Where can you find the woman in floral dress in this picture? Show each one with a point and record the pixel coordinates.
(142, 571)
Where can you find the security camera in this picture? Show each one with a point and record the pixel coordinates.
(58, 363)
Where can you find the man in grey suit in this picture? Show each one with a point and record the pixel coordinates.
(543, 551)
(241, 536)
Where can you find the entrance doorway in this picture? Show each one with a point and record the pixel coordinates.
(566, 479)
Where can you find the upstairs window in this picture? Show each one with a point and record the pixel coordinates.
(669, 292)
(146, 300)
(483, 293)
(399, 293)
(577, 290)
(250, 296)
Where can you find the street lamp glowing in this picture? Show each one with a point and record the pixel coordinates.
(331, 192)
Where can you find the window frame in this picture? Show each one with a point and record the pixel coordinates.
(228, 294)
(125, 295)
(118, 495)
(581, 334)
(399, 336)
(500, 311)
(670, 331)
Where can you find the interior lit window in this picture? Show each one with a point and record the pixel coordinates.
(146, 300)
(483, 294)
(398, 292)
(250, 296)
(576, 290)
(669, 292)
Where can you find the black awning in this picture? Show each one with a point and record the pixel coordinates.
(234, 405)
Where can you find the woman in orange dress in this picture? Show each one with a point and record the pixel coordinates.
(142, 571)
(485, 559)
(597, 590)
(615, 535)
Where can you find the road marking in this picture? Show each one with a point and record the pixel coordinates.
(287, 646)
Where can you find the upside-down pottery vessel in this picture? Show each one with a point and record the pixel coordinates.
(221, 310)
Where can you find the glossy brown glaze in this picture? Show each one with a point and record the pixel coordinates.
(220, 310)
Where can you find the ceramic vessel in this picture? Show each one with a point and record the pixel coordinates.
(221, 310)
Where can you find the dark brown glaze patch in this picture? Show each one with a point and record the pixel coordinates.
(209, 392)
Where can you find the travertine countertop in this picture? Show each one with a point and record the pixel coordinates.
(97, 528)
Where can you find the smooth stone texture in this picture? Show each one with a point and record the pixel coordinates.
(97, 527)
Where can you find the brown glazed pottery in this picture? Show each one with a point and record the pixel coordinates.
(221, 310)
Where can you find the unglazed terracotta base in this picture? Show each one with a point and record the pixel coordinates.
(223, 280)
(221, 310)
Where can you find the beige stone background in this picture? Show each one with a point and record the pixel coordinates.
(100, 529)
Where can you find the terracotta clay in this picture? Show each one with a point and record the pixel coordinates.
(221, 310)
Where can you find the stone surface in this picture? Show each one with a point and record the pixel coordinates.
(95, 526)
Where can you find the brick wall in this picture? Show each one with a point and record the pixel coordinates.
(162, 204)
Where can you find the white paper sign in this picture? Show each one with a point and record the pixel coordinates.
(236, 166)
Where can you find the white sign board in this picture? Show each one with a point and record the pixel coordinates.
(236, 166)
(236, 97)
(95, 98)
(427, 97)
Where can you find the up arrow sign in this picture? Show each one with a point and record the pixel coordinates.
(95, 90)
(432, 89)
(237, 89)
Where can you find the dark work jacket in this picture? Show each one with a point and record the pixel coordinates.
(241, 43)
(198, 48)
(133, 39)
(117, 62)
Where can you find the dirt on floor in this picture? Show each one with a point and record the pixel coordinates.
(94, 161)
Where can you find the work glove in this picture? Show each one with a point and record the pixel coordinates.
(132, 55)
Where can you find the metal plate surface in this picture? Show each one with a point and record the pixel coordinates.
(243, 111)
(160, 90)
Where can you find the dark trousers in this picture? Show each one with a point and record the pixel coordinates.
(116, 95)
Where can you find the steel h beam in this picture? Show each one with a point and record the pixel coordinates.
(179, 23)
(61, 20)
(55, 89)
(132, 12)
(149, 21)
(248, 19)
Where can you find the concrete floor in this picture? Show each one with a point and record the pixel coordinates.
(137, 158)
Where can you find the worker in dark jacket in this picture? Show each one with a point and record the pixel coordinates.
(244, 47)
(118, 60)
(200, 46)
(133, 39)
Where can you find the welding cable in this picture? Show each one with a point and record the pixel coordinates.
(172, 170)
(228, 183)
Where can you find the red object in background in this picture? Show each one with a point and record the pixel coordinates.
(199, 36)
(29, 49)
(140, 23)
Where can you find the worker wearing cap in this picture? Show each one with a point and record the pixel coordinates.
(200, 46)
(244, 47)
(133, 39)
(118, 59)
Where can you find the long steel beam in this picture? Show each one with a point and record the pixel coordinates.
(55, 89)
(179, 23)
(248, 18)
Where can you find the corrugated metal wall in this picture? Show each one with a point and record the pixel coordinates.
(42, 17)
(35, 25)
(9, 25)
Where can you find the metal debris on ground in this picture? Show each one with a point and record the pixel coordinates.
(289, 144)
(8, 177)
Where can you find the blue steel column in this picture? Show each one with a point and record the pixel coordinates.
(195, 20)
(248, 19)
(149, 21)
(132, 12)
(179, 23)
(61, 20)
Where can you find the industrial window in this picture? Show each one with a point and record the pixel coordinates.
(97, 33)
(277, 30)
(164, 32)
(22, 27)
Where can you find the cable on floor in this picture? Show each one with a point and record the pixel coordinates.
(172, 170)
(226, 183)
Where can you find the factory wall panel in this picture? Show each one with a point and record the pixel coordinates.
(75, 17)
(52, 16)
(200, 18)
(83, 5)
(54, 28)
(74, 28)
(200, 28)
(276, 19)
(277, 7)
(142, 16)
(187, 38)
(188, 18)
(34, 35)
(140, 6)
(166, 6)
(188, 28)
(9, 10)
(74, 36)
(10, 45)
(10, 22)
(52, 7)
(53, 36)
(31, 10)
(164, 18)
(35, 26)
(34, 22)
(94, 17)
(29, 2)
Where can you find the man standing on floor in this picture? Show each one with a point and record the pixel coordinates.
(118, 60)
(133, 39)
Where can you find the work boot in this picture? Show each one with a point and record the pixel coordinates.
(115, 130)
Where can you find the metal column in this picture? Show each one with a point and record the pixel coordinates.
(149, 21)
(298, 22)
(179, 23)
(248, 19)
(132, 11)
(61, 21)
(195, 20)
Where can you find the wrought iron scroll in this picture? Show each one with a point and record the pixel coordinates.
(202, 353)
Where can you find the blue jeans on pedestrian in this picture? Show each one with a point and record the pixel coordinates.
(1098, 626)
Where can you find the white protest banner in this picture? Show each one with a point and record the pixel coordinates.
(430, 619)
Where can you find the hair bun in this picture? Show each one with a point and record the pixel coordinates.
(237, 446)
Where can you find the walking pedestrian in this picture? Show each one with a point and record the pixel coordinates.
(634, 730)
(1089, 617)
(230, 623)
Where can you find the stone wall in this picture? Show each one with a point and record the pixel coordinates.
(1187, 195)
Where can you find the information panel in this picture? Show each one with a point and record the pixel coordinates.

_Aim of the exercise_
Rewrite the lines of the listing above as a JSON list of strings, one string per line and blank lines omitted, starting with the line that contains "Where can you find the wrought" and going on through the line that contains "(1098, 626)".

_Result_
[
  "Where can you find the wrought iron scroll in this picture? Show each one with a point and record the pixel coordinates.",
  "(202, 353)",
  "Where can you find the blue jeans on pedestrian in this picture? Show each one with a point and record the pixel coordinates.",
  "(1098, 626)"
]